*** Text shown ***
So most handlers drink?
“Oh, yeah.” And the way she said it implied that this wasn’t all they were doing.
Weed?
“Yep. I’m so naïve, though.” Heather explained that now she’s regularly spying other handlers, who shall remain nameless, sneaking off the show grounds to “get high,” but that for years she was totally oblivious to the fact. She said she finally caught on a couple years into her full-time life on the circuit when Kevin pointed out a group wandering into the woods and said, “What do you think they’re doing out there?” Kevin knew exactly what they were doing out there. His wife, however, was somewhat scandalized by the news.
She patted me on the shoulder. “So there you go—keep an eye out for people walking into the woods.”
Day two of the Hudson Valley Cluster brought more people, more dogs, and far better weather. Having taken along the family for a weekend in the country, I spent the night at a nearby inn and arrived at the show plenty early, with ample time to let Jack bounce and vibrate and otherwise get past the greeting stage of his excitement curve.
*** Given entries ***
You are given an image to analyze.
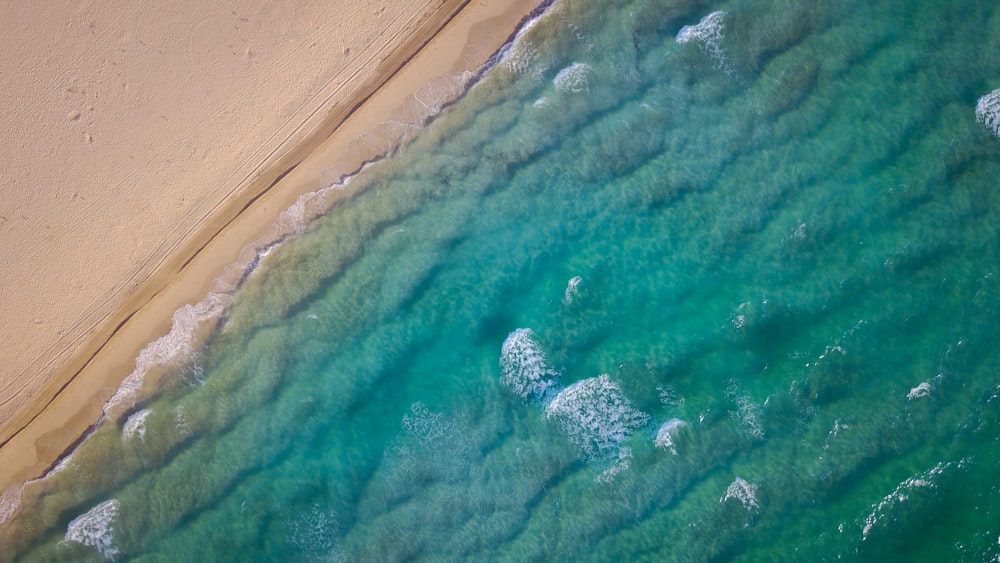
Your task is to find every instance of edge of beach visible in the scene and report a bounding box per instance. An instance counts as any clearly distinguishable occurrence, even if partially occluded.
[0,0,547,525]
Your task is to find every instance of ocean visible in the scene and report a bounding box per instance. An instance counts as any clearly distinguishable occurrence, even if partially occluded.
[0,0,1000,561]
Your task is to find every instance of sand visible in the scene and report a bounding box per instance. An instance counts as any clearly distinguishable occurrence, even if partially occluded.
[0,0,540,522]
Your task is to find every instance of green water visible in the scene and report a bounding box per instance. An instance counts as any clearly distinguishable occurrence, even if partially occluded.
[0,0,1000,561]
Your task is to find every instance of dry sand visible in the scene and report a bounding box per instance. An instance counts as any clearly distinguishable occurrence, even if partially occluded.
[0,0,540,522]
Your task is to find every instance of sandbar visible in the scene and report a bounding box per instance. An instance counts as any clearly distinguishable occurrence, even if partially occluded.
[0,0,541,523]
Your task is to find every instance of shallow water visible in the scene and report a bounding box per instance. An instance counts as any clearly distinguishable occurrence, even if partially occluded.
[0,0,1000,561]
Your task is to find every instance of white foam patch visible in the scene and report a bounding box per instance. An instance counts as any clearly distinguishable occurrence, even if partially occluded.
[286,502,340,557]
[545,374,649,457]
[563,276,583,305]
[66,499,119,560]
[0,483,24,526]
[719,476,760,512]
[552,63,592,93]
[174,405,191,436]
[104,293,231,416]
[861,460,965,541]
[594,446,632,484]
[653,418,687,455]
[500,328,559,399]
[122,409,153,441]
[976,89,1000,137]
[726,379,766,440]
[675,11,733,75]
[906,381,931,401]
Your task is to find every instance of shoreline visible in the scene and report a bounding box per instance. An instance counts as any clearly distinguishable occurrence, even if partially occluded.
[0,0,545,524]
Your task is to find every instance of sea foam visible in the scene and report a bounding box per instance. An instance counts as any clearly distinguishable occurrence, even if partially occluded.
[976,89,1000,137]
[675,11,733,75]
[545,374,649,457]
[719,476,760,512]
[500,328,559,400]
[104,292,231,417]
[563,276,583,305]
[552,63,593,94]
[653,418,687,455]
[66,499,119,560]
[122,409,153,441]
[861,459,966,541]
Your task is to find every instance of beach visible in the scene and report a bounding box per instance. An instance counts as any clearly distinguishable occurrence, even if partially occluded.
[0,0,1000,562]
[0,0,537,519]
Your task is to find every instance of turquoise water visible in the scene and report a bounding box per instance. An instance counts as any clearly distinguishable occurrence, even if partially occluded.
[0,0,1000,561]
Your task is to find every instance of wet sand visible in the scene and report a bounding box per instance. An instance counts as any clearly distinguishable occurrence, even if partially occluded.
[0,0,539,521]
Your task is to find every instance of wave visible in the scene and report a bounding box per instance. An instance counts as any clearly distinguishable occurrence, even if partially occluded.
[122,409,153,441]
[976,89,1000,137]
[552,63,593,94]
[861,459,968,541]
[563,276,583,305]
[66,499,119,560]
[675,11,734,75]
[653,418,687,455]
[545,374,649,458]
[500,328,559,400]
[719,475,760,512]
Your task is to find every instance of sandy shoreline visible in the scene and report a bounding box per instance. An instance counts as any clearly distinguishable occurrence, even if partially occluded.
[0,0,541,522]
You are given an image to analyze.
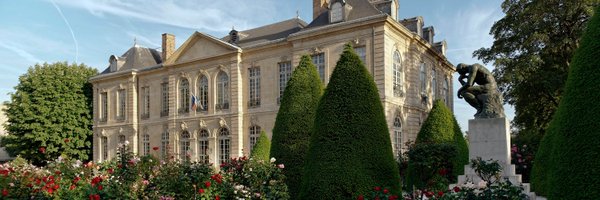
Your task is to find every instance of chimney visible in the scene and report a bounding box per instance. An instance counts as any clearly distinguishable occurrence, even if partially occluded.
[433,40,448,56]
[423,26,435,44]
[162,33,175,63]
[400,16,425,37]
[313,0,329,20]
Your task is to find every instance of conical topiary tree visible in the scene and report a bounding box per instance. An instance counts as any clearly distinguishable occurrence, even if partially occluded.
[271,55,323,199]
[250,131,271,161]
[299,44,400,199]
[407,100,469,191]
[536,6,600,199]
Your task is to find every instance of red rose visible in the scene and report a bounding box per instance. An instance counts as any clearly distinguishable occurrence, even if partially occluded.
[453,186,460,192]
[425,192,433,198]
[438,168,448,176]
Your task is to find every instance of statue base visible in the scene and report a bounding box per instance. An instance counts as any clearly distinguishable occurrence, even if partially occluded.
[458,118,535,199]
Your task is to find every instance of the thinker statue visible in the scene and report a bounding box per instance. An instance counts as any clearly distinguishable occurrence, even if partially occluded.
[456,63,504,119]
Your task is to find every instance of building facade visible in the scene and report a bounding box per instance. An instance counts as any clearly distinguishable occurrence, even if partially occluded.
[90,0,455,163]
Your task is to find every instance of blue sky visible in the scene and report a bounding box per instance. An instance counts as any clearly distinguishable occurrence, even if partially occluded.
[0,0,514,131]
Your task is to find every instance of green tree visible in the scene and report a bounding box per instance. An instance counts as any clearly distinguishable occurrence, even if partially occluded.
[271,55,323,199]
[473,0,600,141]
[2,62,98,165]
[299,44,400,199]
[250,131,271,161]
[407,100,469,189]
[540,6,600,199]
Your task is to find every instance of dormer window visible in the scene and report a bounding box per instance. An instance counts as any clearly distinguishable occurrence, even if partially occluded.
[108,55,117,72]
[329,2,344,23]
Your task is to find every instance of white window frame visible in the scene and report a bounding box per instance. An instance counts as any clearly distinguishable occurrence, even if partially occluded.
[277,61,292,104]
[216,71,229,110]
[248,67,260,108]
[311,52,325,83]
[219,127,231,163]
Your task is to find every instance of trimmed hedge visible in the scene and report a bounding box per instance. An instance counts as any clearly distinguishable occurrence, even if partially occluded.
[250,131,271,161]
[271,55,323,199]
[299,44,401,199]
[407,100,469,191]
[536,6,600,199]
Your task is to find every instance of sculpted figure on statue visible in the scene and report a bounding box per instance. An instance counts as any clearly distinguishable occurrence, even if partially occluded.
[456,63,504,118]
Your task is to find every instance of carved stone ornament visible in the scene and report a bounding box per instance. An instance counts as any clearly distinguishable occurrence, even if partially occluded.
[250,116,259,125]
[198,119,206,128]
[179,122,188,131]
[456,63,504,119]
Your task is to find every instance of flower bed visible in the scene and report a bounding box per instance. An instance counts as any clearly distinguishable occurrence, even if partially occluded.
[0,141,289,200]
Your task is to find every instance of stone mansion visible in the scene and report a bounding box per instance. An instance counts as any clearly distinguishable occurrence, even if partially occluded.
[90,0,455,165]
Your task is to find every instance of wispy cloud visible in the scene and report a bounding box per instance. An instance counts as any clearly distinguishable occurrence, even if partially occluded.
[50,0,79,63]
[0,41,41,63]
[49,0,275,32]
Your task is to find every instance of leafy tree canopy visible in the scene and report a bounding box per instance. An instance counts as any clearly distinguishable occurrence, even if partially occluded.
[2,62,98,165]
[299,44,400,199]
[250,131,271,161]
[271,55,323,199]
[473,0,600,140]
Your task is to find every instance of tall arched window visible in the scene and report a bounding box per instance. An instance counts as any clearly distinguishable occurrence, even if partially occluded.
[179,131,192,162]
[160,130,170,160]
[198,129,209,163]
[219,127,231,163]
[392,113,402,156]
[179,78,190,113]
[419,63,427,94]
[442,78,450,107]
[100,136,108,161]
[216,71,229,110]
[393,50,404,97]
[142,134,150,155]
[431,68,437,100]
[119,135,127,144]
[198,76,208,111]
[249,125,260,152]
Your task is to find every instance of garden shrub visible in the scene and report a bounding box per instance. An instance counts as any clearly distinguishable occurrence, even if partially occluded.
[540,5,600,199]
[271,55,323,199]
[406,100,469,190]
[250,131,271,161]
[299,44,400,199]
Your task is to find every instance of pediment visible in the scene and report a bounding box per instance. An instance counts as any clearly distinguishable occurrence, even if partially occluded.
[165,32,241,64]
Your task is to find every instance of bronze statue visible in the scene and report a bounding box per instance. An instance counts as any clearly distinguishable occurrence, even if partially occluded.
[456,63,504,118]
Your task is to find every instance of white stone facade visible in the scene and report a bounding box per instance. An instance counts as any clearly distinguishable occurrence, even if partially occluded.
[91,0,454,166]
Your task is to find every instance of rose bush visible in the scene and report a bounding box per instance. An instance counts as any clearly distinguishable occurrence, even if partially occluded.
[0,141,289,200]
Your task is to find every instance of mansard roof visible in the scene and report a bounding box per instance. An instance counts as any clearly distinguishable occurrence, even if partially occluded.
[101,44,162,74]
[306,0,382,29]
[221,18,307,47]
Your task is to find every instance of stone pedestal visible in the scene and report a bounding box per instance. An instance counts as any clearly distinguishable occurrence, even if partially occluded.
[458,118,529,196]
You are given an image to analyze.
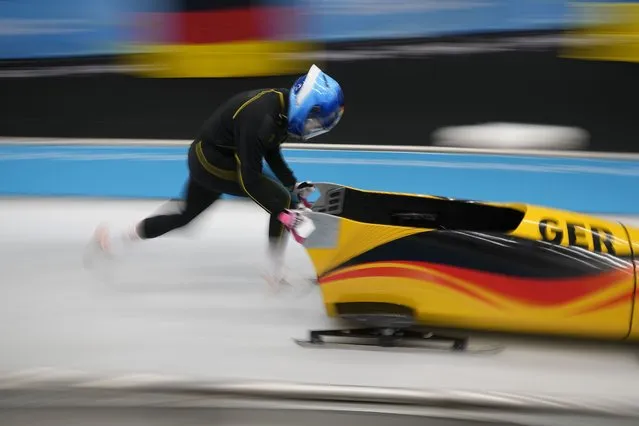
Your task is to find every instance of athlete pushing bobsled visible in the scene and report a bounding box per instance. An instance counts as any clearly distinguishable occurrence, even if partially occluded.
[93,65,344,285]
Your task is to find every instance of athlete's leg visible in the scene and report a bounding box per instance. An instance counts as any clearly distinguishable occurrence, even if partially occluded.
[135,179,222,240]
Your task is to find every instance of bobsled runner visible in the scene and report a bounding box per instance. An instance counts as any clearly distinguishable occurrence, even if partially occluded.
[297,183,639,351]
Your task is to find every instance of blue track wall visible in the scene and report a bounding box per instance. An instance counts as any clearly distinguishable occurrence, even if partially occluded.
[0,145,639,214]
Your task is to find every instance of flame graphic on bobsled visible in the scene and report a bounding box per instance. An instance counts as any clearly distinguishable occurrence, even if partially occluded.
[298,183,639,350]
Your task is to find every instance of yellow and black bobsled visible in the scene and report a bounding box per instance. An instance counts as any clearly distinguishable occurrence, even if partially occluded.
[303,183,639,352]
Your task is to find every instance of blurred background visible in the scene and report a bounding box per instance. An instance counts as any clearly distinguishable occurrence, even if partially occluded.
[0,0,639,152]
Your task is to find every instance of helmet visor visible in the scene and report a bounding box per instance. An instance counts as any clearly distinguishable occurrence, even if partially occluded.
[302,107,344,139]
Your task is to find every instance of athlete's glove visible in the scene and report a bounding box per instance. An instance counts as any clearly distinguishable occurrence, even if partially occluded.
[277,210,315,244]
[292,181,315,209]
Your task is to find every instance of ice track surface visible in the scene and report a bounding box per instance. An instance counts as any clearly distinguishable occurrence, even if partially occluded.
[0,199,639,398]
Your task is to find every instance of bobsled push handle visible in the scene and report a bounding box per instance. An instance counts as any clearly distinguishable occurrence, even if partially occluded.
[312,182,346,216]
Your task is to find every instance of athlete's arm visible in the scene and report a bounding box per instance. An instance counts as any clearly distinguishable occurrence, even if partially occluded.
[234,96,287,214]
[264,145,297,190]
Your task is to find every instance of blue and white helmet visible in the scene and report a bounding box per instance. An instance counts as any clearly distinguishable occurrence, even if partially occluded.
[288,65,344,140]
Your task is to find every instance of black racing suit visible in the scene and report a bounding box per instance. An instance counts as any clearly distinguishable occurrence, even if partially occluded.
[138,89,297,245]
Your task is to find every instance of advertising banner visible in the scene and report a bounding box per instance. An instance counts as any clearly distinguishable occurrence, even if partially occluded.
[0,0,139,60]
[299,0,571,41]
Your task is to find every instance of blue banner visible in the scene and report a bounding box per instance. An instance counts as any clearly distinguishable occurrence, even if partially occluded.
[300,0,571,41]
[0,0,140,59]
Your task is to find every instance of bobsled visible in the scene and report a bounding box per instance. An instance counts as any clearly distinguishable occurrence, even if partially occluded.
[302,183,639,349]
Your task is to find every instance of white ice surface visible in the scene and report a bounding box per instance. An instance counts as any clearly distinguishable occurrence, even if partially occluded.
[0,200,639,399]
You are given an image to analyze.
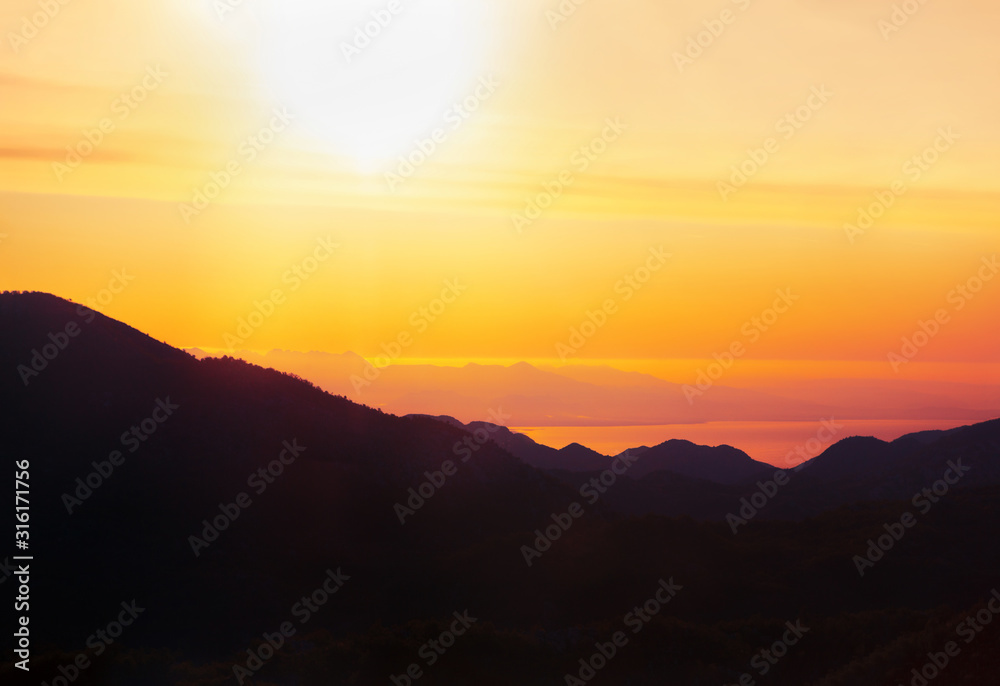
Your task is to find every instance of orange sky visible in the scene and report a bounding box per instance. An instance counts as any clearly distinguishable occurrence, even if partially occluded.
[0,0,1000,390]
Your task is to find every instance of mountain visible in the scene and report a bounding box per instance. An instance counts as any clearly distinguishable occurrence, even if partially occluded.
[192,349,1000,426]
[0,293,1000,686]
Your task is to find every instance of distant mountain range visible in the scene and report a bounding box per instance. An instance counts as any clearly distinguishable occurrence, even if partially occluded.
[0,293,1000,686]
[189,349,1000,426]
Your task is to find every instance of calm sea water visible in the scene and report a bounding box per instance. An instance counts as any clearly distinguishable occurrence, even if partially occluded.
[511,419,982,466]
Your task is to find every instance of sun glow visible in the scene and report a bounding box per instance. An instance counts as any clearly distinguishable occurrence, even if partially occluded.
[261,0,487,171]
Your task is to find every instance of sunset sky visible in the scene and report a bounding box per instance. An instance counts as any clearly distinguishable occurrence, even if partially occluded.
[0,0,1000,392]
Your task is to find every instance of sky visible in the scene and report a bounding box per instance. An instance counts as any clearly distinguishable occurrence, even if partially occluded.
[0,0,1000,392]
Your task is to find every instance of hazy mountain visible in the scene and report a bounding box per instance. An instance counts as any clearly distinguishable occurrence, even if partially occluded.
[7,294,1000,686]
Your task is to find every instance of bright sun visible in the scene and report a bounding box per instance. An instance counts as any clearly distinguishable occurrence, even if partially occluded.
[260,0,487,171]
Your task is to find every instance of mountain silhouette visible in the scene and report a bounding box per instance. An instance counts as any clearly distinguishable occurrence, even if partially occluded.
[0,293,1000,686]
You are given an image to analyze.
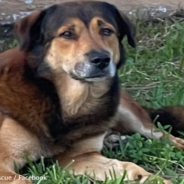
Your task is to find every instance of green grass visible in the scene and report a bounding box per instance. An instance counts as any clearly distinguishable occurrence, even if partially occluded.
[1,14,184,184]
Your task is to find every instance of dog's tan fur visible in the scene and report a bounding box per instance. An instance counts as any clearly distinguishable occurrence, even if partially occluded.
[0,3,184,184]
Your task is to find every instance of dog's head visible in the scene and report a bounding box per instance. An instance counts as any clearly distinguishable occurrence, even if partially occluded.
[15,1,135,82]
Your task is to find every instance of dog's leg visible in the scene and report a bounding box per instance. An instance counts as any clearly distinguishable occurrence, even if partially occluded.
[111,92,184,149]
[57,135,170,184]
[0,117,40,184]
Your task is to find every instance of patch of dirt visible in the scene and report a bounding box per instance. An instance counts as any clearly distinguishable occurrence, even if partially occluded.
[0,0,184,24]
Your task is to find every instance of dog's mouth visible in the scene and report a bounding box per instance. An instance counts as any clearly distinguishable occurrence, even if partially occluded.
[70,63,116,82]
[70,73,109,82]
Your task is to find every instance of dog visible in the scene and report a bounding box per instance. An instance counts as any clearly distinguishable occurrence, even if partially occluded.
[0,1,184,184]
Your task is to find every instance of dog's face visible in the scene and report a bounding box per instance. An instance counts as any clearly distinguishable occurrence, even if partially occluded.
[15,2,135,82]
***
**Activities**
**a.** In the dog show text, who pointed out a group wandering into the woods?
**b.** Print the part of the dog show text that begins with the words containing "So most handlers" and ends with "by the news.".

**Outputs in order**
**a.** Kevin

**b.**
So most handlers drink?
“Oh, yeah.” And the way she said it implied that this wasn’t all they were doing.
Weed?
“Yep. I’m so naïve, though.” Heather explained that now she’s regularly spying other handlers, who shall remain nameless, sneaking off the show grounds to “get high,” but that for years she was totally oblivious to the fact. She said she finally caught on a couple years into her full-time life on the circuit when Kevin pointed out a group wandering into the woods and said, “What do you think they’re doing out there?” Kevin knew exactly what they were doing out there. His wife, however, was somewhat scandalized by the news.